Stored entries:
%%

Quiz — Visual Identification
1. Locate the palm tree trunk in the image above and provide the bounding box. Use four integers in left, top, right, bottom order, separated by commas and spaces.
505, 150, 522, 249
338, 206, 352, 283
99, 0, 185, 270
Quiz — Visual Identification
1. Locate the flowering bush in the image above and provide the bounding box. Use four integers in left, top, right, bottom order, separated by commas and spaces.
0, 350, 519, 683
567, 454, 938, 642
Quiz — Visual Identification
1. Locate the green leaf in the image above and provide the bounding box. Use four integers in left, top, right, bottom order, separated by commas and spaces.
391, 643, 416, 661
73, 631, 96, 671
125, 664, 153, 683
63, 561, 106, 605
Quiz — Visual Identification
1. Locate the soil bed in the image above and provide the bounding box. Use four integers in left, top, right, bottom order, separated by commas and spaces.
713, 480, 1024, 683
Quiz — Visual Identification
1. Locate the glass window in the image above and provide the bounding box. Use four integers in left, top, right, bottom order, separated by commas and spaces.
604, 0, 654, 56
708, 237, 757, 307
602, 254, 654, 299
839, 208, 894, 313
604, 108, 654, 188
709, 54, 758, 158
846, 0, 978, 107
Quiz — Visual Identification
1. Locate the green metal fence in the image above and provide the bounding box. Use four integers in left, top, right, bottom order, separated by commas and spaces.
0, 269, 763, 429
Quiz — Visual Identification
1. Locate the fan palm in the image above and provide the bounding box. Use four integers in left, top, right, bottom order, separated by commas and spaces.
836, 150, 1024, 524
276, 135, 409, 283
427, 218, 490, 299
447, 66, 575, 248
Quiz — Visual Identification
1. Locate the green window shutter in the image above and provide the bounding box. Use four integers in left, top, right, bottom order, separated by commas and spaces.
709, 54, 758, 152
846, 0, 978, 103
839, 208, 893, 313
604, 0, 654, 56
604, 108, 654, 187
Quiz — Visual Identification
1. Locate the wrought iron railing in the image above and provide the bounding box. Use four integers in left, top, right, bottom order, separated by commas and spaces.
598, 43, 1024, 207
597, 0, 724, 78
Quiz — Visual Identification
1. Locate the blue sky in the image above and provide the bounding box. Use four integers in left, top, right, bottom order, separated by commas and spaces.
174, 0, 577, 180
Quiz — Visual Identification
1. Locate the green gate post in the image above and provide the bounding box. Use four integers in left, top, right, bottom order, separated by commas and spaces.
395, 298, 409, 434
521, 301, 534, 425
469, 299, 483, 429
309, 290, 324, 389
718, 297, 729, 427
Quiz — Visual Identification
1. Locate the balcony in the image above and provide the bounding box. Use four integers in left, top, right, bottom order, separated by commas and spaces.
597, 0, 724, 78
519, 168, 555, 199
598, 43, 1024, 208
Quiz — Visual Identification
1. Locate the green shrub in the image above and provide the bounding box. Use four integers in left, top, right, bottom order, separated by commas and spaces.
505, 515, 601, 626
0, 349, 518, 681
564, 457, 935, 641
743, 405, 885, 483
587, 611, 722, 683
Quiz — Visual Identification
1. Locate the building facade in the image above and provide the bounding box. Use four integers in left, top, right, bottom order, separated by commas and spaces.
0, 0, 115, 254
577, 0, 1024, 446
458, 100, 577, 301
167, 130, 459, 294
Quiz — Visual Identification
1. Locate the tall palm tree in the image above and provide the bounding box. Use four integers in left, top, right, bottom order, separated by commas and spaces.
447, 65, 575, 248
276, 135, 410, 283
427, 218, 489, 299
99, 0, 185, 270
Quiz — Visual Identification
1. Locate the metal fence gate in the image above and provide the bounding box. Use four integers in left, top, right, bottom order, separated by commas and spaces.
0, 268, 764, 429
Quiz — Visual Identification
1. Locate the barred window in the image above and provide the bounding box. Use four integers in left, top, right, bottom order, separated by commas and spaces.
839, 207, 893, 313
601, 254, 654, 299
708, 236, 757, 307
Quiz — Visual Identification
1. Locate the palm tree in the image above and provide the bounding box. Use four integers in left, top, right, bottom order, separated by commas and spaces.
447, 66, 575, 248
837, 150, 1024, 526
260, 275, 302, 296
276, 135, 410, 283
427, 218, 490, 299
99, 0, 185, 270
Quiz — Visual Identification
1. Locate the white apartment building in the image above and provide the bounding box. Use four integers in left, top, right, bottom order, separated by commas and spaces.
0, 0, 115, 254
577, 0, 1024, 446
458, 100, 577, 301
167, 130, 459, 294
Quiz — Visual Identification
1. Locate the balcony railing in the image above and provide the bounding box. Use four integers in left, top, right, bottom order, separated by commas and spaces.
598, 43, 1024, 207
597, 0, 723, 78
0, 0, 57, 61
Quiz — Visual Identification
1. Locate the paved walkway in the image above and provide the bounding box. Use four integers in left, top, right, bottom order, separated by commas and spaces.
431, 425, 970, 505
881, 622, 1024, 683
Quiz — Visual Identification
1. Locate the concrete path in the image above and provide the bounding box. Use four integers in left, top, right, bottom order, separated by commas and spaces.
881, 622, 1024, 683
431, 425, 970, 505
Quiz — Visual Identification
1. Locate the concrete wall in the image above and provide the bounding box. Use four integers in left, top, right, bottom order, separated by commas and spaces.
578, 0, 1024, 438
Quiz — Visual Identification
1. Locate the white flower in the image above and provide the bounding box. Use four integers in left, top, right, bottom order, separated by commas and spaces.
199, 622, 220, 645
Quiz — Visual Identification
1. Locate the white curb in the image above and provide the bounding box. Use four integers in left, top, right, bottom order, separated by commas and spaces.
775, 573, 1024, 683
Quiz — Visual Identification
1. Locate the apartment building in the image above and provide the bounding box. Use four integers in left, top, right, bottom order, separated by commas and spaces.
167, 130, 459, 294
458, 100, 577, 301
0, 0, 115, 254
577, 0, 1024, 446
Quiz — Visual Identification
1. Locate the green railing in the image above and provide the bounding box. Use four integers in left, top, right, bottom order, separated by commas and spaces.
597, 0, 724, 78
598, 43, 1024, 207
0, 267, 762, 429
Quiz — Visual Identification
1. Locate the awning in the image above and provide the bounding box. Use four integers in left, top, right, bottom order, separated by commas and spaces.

%%

Output the listing above word for word.

■ SOLUTION FOR THIS PROBLEM ■
Quiz — Visual Identification
1. Locate the palm tree trunk in the image above and provide the bounding box. Use four integers in left, top, right, bottom order, separated by commas and spaces.
505, 150, 522, 249
338, 206, 352, 283
99, 0, 185, 270
Quiz — Visual Identification
1. Locate the flowering bush in the image above and provide the bounding box. Use four integers in left, top, right, bottom order, separated by commas and spaces.
0, 350, 519, 683
567, 454, 938, 642
Quiz — Visual Identification
1. Locate the green leaf in the image above and provide the bounding box. Use four integers in left, top, right, bottom order, separated by commas and spaces.
391, 643, 416, 661
73, 631, 96, 671
125, 664, 153, 683
63, 561, 106, 605
Quiz — Visual Identification
1. Locate the soil bed in the image above and provide the bounding box. Use four integers in left, top, right, bottom order, separated by commas and spaces.
713, 480, 1024, 683
Quiz — Visual Identification
1. Locate the glass window in the image above and provide the bounding box. Use four integers in left, top, right, bottom order, separated by commas and spaces.
604, 0, 654, 56
708, 237, 757, 307
602, 254, 654, 299
839, 208, 894, 313
604, 108, 654, 188
709, 54, 758, 158
846, 0, 978, 107
Quiz — Visual Identification
1. Locate the green metal fence in the image above and provide the bounding box. Use four integers in left, top, right, bottom order, separated by commas and spaces.
0, 269, 763, 429
Quiz — Visual Identification
1. Locate the fan palm in the image above and provide the bounding box. Use four integers in left, top, right, bottom order, separated by commas and spaces.
836, 150, 1024, 524
276, 135, 409, 283
427, 218, 490, 299
447, 66, 575, 248
Quiz — Visual Identification
1. Locate the green window shutter in the image above and provide the bounding box. Use four integers in left, top, right, bottom order, separated by commas and spaces.
709, 54, 758, 152
846, 0, 978, 103
839, 208, 893, 313
604, 0, 654, 56
604, 108, 654, 187
Quiz — Visual Identification
1. Locate the wrought iron railing in the image above and provide the bounding box. Use four integers in left, top, right, bottom order, separated by commas and spaces.
598, 43, 1024, 207
597, 0, 724, 78
Quiz — Visual Identification
1. Locate the blue sky in the image above and provide the bounding box. Use four integers in left, top, right, bottom order, separated by commas and spaces.
174, 0, 577, 180
Quiz — Visual Identification
1. Locate the green gate post in the image above and provide the bounding box. Use four integers in left, top, right, bottom order, separated by commas and spaces.
395, 298, 409, 434
521, 301, 534, 425
469, 299, 483, 429
309, 290, 324, 389
718, 297, 729, 427
Quiz — Visual Identification
1. Locate the balcony in the image above and provide the bounding box. Use four integers in left, top, right, bottom order, separated by commas and spaces.
597, 0, 724, 78
519, 168, 555, 199
598, 43, 1024, 208
Quiz — Visual Identification
1. Locate the green shrub in the image above and provide the bounding box. Use four integers in left, top, right, bottom order, separated by commas and spaces.
505, 515, 601, 626
0, 349, 518, 681
564, 457, 935, 641
743, 405, 885, 483
587, 611, 722, 683
Quiz — Visual Identification
1. Locate the building facade in the image above and provide the bounding box. Use four integers in left, top, right, bottom order, separated by commas and spaces.
0, 0, 115, 254
577, 0, 1024, 446
458, 100, 577, 301
167, 130, 459, 294
Quiz — Visual Identification
1. Locate the tall palm tree in the image above and provide the bounding box. Use four integers in left, top, right, bottom order, separated by commas and spaces.
447, 65, 575, 248
276, 135, 410, 283
427, 218, 489, 299
99, 0, 185, 270
Quiz — Visual Identification
1. Locate the metal fence gate in the image above and provide the bounding box. Use four integers in left, top, right, bottom order, separated by commas and spaces.
0, 268, 764, 429
Quiz — Visual Identification
1. Locate the barred window in the image above and provide the bounding box. Use four integers in left, top, right, bottom order, separated by commas and spaces.
839, 207, 893, 313
601, 254, 654, 299
708, 236, 757, 307
Quiz — Visual Identification
1. Locate the palm tree in the image above and provide the bounding box. Use four integers in left, top, right, bottom order, separated by commas and spaces.
447, 66, 575, 248
837, 150, 1024, 526
260, 275, 302, 296
276, 135, 410, 283
427, 218, 490, 299
99, 0, 185, 270
Quiz — Visual Identification
1. Locate the white apartment building in the image above and provide the bounding box. Use four integers in left, top, right, bottom order, separated by commas and spaces.
0, 0, 115, 254
577, 0, 1024, 446
458, 100, 577, 301
167, 130, 459, 294
Quiz — Visual Identification
1. Locate the balcony railing in the image above and provide the bounding box. Use four integers in left, top, right, bottom order, separated by commas and spaces.
598, 43, 1024, 207
597, 0, 723, 78
0, 0, 57, 61
Quiz — Visual Identification
1. Locate the paved walkway in the image above and provide the bounding box. Use four integers in left, top, right, bottom order, separated by commas and spaces.
431, 425, 970, 505
881, 622, 1024, 683
Quiz — Visual Identification
1. Locate the concrete path in the image above and provide the bounding box. Use four integers in left, top, right, bottom order, separated by commas and spaces.
881, 622, 1024, 683
431, 425, 970, 505
Quiz — Visual Identification
1. Locate the concrete wall in the image above and provide the bounding box. Use four integers in left, top, right, bottom order, separated by commas and spaces.
578, 0, 1024, 438
Quiz — Visual Identification
1. Locate the white flower in the image above and provide the bounding box. Use four integers in left, top, right, bottom order, separated by commas and spaces.
199, 622, 220, 645
Quiz — Visual Identification
1. Locate the white curb in the image above and provide the bounding box. Use four integers in left, top, right, bottom order, separated by commas and spaces.
775, 573, 1024, 683
Quiz — Visual Identification
1. Locate the apartment building in the image above and provide the bounding box. Use four integers in left, top, right, bottom order, separated by commas and spaces.
167, 130, 459, 294
458, 100, 577, 301
0, 0, 115, 254
577, 0, 1024, 446
Quiz — Visual Identification
1. Locate the green railing in the image above and provide the bounding box. Use four integers in left, top, right, bottom order, separated by commas and spaces.
597, 0, 724, 78
598, 43, 1024, 207
0, 267, 762, 429
Quiz — Visual Identification
1. Locate the awning in the image above and provide the bounding box. Use four integers in left, top, right, bottom order, separated by commas and spaces.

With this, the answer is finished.